* **AIM OF THE TASK**:
Write out the passage on appraising home energy efficiency word for word, from "Right now, the" up to and including "to the appraiser.".

# Start of SUPPLIED PASSAGE

How to Help Appraisers Fairly Value Home Energy Efficiency Improvements – Elevate Energy

How to Help Appraisers Fairly Value Home Energy Efficiency Improvements March 6, 2014 11:46 am In 2013, we published a blueprint with the National Home Performance Council that outlines a seven-step process to make energy efficiency visible and properly valued in the real estate market. Appraisals are a key part of the process because the appraiser serves as a neutral third party who assesses a high performance home and indicates whether energy efficiency improvements contribute to the value.

We’ve witnessed real progress in the appraisal process, including enhancements to the appraiser’s toolkit to better address high performance home valuations. And in locations that have pioneered the green building and remodeling movement, we’re even seeing a growing demand for qualified “green” appraisers. However, we still have a way to go. Consistently Document Energy Efficiency Features Nothing works in the appraisal process unless high performance homes are consistently documented (see Step 1 of the blueprint).

Right now, the majority of home appraisers use Fannie Mae’s Uniform Residential Appraisal Report (also referred to as Form 1004) to provide opinions on the market value of a given property. But, this form lacks an adequate section in which to document energy efficiency features. In response to this, the Appraisal Institute created the Residential Green and Energy Efficiency Addendum to collect the additional information an appraiser needs when forming an Opinion of Value on a high performance home. The addendum has been well received, including a recent announcement that the Residential Energy Services Network will auto-populate the addendum, enabling direct transfer of a home’s potential energy performance data from builder or home owner to the appraiser.

While all appraisers have access to the addendum online, the problem is, less than 15 percent of appraisers are members of the Appraisal Institute. We’d love to see the Residential Green and Energy Efficiency Addendum used as the model for a standard, approved approach to record the details needed to value high performance homes. The approach could be defined in the approved underwriting guidelines used by larger federal or lending organizations, or government sponsored entities like Fannie Mae or Freddie Mac.

# End of SUPPLIED PASSAGE
# Start of ENTRIES SUPPLIED

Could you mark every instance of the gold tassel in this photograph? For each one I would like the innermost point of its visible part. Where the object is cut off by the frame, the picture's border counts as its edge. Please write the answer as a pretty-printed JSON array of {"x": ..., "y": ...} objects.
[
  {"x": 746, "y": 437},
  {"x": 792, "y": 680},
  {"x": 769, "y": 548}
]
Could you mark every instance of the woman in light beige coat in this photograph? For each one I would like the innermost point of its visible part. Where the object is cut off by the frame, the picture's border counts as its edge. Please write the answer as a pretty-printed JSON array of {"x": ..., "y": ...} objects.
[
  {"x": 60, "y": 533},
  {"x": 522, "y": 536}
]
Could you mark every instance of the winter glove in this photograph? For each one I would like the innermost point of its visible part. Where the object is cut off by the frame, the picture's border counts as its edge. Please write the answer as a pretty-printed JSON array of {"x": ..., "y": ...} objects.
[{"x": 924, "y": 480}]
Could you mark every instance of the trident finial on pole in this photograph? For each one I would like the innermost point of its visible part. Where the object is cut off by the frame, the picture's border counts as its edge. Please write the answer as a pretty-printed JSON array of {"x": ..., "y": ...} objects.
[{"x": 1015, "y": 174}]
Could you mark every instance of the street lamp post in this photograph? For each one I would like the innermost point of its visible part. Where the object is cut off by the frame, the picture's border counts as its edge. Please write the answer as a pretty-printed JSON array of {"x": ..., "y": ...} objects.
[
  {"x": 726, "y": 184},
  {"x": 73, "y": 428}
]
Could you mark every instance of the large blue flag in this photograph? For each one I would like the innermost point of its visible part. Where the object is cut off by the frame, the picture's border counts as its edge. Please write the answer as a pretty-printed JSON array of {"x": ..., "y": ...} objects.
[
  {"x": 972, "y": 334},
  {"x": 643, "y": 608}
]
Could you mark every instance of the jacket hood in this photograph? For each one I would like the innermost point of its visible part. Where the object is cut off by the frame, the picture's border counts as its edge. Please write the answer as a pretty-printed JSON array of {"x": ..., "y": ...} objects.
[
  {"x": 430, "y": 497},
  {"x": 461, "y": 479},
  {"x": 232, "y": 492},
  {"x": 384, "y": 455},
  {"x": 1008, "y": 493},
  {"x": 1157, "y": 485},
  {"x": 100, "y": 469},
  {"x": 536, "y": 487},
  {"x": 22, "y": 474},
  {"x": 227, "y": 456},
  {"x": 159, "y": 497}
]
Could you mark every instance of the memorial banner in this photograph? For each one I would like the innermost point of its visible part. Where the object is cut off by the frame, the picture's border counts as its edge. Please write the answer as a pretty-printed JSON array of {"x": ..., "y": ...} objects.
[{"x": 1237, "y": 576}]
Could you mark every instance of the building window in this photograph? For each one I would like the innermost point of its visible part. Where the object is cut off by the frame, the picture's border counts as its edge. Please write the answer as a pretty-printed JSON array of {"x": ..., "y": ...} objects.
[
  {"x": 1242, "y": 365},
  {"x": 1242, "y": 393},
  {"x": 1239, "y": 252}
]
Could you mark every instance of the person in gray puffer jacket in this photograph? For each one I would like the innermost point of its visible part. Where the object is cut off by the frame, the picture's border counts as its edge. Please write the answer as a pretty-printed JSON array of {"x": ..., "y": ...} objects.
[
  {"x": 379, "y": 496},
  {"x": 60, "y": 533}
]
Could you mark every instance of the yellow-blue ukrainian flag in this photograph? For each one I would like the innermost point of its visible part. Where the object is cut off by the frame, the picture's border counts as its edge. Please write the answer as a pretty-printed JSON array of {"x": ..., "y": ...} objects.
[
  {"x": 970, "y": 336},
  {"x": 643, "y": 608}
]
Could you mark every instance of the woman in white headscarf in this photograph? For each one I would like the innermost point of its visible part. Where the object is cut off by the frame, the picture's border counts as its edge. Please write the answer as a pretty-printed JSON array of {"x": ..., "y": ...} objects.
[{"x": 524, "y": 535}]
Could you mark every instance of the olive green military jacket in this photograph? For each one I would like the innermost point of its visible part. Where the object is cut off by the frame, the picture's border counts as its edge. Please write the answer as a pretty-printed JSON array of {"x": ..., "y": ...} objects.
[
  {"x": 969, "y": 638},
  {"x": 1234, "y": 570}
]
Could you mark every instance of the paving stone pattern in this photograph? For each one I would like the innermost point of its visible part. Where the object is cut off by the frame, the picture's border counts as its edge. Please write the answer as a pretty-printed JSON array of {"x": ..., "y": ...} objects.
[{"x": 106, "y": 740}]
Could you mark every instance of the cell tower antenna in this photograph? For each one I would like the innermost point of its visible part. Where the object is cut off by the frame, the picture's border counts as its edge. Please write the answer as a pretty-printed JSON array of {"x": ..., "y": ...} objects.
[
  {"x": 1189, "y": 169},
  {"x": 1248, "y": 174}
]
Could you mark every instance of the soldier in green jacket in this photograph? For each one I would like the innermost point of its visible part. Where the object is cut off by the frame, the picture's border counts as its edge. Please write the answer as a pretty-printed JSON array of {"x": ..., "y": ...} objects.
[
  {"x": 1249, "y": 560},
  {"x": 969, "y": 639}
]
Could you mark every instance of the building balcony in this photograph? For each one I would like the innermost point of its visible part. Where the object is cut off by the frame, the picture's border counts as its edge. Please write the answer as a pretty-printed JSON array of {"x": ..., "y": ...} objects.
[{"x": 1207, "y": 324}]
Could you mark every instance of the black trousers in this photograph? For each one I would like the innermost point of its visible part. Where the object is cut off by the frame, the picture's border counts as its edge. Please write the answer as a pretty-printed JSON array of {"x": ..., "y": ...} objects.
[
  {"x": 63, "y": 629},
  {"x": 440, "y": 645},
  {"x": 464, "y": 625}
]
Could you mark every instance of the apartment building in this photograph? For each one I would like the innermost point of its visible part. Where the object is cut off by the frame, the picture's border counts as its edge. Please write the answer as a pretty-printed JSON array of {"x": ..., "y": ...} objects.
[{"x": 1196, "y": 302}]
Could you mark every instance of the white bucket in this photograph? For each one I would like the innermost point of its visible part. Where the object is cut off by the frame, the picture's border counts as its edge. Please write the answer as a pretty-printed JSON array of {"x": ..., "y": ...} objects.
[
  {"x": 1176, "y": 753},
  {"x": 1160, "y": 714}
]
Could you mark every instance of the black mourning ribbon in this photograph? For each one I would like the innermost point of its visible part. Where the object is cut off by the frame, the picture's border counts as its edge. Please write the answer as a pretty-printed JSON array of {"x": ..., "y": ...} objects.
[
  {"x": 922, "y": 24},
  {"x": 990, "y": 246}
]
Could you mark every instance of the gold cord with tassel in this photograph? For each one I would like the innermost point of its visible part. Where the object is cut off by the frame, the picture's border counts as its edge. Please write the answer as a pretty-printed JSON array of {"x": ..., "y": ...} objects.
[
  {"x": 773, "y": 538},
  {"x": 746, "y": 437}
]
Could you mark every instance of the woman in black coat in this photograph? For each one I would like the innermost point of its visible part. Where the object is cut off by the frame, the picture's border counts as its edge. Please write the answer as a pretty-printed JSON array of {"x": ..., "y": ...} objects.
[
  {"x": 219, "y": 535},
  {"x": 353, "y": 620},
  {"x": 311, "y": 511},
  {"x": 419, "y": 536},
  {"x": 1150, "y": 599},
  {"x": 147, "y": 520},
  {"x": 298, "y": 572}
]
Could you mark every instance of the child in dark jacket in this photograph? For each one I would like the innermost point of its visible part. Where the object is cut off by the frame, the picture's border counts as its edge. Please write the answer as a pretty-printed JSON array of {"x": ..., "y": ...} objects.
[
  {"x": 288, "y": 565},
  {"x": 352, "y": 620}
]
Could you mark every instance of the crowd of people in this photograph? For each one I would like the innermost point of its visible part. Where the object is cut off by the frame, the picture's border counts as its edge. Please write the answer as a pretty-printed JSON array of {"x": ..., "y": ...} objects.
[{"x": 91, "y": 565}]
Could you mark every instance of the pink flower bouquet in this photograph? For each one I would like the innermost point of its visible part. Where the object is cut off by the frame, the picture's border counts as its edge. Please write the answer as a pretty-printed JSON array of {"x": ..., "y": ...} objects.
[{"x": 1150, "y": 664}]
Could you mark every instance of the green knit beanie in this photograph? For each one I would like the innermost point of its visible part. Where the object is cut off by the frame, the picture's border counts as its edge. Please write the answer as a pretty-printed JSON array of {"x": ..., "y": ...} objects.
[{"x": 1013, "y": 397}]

# End of ENTRIES SUPPLIED

* **RESPONSE TO THE TASK**:
Right now, the majority of home appraisers use Fannie Mae’s Uniform Residential Appraisal Report (also referred to as Form 1004) to provide opinions on the market value of a given property. But, this form lacks an adequate section in which to document energy efficiency features. In response to this, the Appraisal Institute created the Residential Green and Energy Efficiency Addendum to collect the additional information an appraiser needs when forming an Opinion of Value on a high performance home. The addendum has been well received, including a recent announcement that the Residential Energy Services Network will auto-populate the addendum, enabling direct transfer of a home’s potential energy performance data from builder or home owner to the appraiser.